» Task
Lines from the start of the data through the line containing "Target: red stadium seat" must be given again exactly. Leave the others out.

[Referring expression pointing data]
┌──
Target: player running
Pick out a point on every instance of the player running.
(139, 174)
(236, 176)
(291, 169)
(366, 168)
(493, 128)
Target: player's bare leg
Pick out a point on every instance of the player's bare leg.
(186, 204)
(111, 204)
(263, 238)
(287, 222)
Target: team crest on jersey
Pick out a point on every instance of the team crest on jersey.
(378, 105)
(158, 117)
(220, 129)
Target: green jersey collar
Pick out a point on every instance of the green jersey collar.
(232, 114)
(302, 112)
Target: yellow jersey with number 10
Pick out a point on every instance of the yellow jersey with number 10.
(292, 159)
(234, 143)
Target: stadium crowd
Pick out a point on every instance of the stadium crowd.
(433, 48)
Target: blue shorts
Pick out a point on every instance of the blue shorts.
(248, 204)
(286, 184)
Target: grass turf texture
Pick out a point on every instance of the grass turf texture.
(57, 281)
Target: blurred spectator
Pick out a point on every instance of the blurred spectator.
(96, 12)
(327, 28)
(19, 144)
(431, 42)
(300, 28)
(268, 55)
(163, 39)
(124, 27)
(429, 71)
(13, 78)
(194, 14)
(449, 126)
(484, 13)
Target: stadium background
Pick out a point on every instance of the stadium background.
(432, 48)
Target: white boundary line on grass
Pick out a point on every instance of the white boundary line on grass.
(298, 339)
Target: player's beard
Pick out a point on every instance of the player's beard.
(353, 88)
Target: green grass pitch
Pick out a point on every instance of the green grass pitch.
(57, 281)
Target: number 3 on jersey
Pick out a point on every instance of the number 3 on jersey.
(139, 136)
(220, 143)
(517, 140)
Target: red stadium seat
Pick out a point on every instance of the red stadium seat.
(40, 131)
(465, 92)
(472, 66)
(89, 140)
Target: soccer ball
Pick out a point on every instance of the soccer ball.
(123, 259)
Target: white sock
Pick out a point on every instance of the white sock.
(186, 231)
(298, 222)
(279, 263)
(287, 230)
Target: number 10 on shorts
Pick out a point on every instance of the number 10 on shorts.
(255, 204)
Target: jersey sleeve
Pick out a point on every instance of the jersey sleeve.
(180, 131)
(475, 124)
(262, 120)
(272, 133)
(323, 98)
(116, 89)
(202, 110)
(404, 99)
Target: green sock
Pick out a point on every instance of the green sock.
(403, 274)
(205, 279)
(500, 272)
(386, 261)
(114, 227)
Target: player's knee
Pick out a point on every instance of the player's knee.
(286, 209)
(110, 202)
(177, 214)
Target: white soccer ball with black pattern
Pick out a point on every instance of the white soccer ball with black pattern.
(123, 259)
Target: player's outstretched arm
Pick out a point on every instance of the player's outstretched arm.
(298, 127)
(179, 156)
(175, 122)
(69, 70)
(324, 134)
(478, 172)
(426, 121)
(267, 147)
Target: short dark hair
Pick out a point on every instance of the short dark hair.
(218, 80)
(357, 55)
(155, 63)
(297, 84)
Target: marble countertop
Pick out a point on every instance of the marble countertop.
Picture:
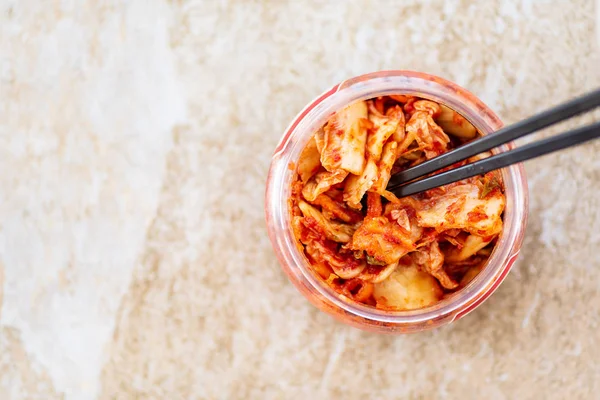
(134, 143)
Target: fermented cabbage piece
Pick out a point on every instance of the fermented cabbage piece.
(455, 124)
(314, 220)
(309, 162)
(407, 288)
(468, 247)
(460, 207)
(357, 185)
(399, 253)
(429, 136)
(344, 139)
(376, 273)
(384, 167)
(322, 182)
(392, 121)
(335, 209)
(343, 265)
(431, 260)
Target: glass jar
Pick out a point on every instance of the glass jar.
(292, 259)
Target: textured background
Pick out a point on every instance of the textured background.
(134, 143)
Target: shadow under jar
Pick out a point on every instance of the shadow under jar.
(295, 264)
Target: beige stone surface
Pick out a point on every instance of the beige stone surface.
(134, 143)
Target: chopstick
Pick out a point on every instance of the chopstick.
(398, 184)
(501, 160)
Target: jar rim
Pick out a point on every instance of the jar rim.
(371, 85)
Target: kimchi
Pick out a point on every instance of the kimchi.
(372, 247)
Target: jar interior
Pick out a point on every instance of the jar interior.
(302, 130)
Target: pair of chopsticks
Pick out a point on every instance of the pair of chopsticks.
(404, 183)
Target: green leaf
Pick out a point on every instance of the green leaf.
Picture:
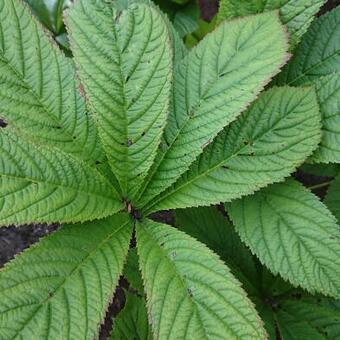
(43, 185)
(315, 316)
(132, 321)
(293, 234)
(50, 13)
(296, 14)
(316, 61)
(124, 61)
(323, 170)
(209, 226)
(279, 131)
(328, 93)
(186, 19)
(190, 293)
(291, 328)
(132, 273)
(215, 82)
(38, 89)
(61, 287)
(332, 199)
(318, 54)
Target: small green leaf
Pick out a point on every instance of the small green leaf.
(190, 293)
(125, 62)
(293, 234)
(44, 185)
(61, 287)
(279, 131)
(132, 321)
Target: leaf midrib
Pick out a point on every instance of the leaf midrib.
(219, 164)
(61, 285)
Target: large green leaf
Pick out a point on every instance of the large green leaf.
(332, 199)
(296, 14)
(124, 61)
(50, 13)
(38, 88)
(293, 234)
(210, 227)
(132, 321)
(43, 185)
(315, 318)
(215, 82)
(190, 293)
(318, 54)
(316, 61)
(278, 132)
(323, 170)
(60, 288)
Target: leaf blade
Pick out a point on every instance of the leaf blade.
(277, 133)
(130, 54)
(293, 234)
(69, 299)
(216, 81)
(38, 89)
(296, 14)
(43, 185)
(192, 287)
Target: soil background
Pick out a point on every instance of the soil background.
(14, 240)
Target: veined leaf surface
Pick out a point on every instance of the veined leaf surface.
(61, 287)
(318, 54)
(43, 185)
(293, 234)
(332, 199)
(296, 14)
(279, 131)
(214, 83)
(39, 95)
(190, 292)
(125, 62)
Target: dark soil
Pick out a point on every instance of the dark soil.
(14, 240)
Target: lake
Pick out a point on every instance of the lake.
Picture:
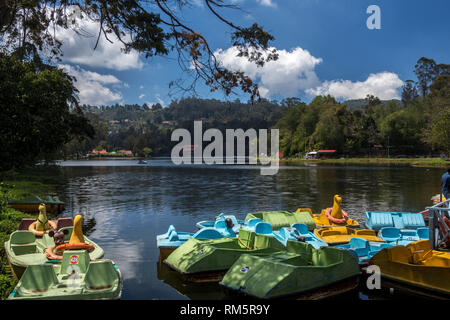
(127, 204)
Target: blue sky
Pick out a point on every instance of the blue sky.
(325, 47)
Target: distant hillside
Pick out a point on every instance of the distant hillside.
(361, 103)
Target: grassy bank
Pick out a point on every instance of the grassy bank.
(16, 185)
(416, 162)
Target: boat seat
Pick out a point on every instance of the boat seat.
(23, 242)
(327, 233)
(25, 223)
(208, 233)
(252, 222)
(64, 222)
(69, 234)
(423, 233)
(301, 228)
(381, 219)
(75, 260)
(413, 220)
(263, 228)
(101, 275)
(390, 234)
(38, 278)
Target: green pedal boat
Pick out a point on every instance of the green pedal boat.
(76, 278)
(201, 260)
(25, 248)
(301, 269)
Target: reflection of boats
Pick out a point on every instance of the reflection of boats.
(76, 278)
(280, 219)
(208, 260)
(363, 249)
(31, 204)
(298, 270)
(334, 216)
(194, 291)
(401, 220)
(172, 239)
(416, 265)
(340, 235)
(24, 248)
(403, 237)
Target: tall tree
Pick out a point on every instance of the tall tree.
(409, 92)
(425, 70)
(152, 27)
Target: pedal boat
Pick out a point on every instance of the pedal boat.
(76, 278)
(334, 216)
(300, 269)
(342, 235)
(200, 260)
(172, 239)
(24, 248)
(363, 250)
(416, 266)
(280, 219)
(403, 237)
(400, 220)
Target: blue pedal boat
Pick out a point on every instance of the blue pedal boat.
(403, 237)
(362, 249)
(172, 239)
(401, 220)
(210, 223)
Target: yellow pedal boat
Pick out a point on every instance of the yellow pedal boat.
(416, 265)
(330, 217)
(340, 235)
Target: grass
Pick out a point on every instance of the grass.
(37, 181)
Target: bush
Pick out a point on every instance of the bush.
(8, 226)
(7, 284)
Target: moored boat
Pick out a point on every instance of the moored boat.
(76, 278)
(208, 260)
(25, 248)
(416, 265)
(401, 220)
(280, 219)
(363, 249)
(334, 216)
(403, 237)
(341, 235)
(172, 239)
(299, 269)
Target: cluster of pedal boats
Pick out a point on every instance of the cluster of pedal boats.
(283, 254)
(54, 260)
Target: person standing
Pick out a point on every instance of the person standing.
(446, 184)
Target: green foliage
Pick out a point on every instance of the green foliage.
(37, 113)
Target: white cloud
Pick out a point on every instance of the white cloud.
(79, 49)
(292, 72)
(92, 86)
(383, 85)
(267, 3)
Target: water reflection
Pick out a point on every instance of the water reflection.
(129, 204)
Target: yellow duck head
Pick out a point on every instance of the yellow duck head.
(42, 220)
(337, 212)
(77, 233)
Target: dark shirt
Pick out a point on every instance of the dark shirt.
(446, 185)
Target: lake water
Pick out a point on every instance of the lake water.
(128, 204)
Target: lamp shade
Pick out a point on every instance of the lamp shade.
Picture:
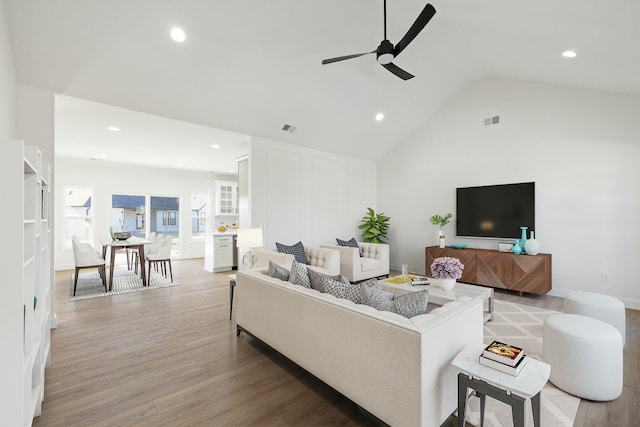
└──
» Result below
Target: player running
Pick out a point on every instance of the player running.
(139, 174)
(236, 176)
(291, 169)
(366, 168)
(493, 128)
Target: player's bare leg
Pick out a point on every instance of the player's bare leg.
(186, 204)
(111, 204)
(263, 238)
(287, 222)
Target: team crest on jersey
Pick out a point on every instance of the team crest on jersey.
(378, 105)
(158, 117)
(220, 129)
Target: green jersey collar
Pick out a point on every instance of the green jersey collar.
(232, 114)
(302, 112)
Target: yellow jersey with number 10
Pick out a point on every instance of the yellow jersey with number 10.
(292, 159)
(234, 143)
Target: stadium crowd
Pick out a point on every instance of the stadium crowd.
(433, 48)
Target: blue shorts
Pick out a point on every instance of the blue shorts.
(248, 204)
(286, 184)
Target: grass turf texture
Pick out a point on every instance of the grass turf texture.
(57, 281)
Target: blurred spectator
Pick out a point on every instance of the blurred spectator.
(96, 12)
(327, 28)
(19, 144)
(431, 42)
(300, 28)
(268, 55)
(163, 39)
(124, 27)
(429, 71)
(13, 78)
(194, 14)
(449, 126)
(484, 13)
Target: stadium background
Pick out a point on every instance of the stadium background.
(432, 48)
Target: white boundary line on grass
Pick out a point on every instance of the white boundary line on grass.
(298, 339)
Target: player's beard
Pick out a point on every instance of the player's beard.
(353, 88)
Target: green grass pitch
Pick out a point on every instance of the green grass pitch.
(57, 281)
Target: number 3 on jersey
Pick out a point on every instance of the number 3 on jersey.
(139, 136)
(220, 143)
(517, 140)
Target: red stadium seat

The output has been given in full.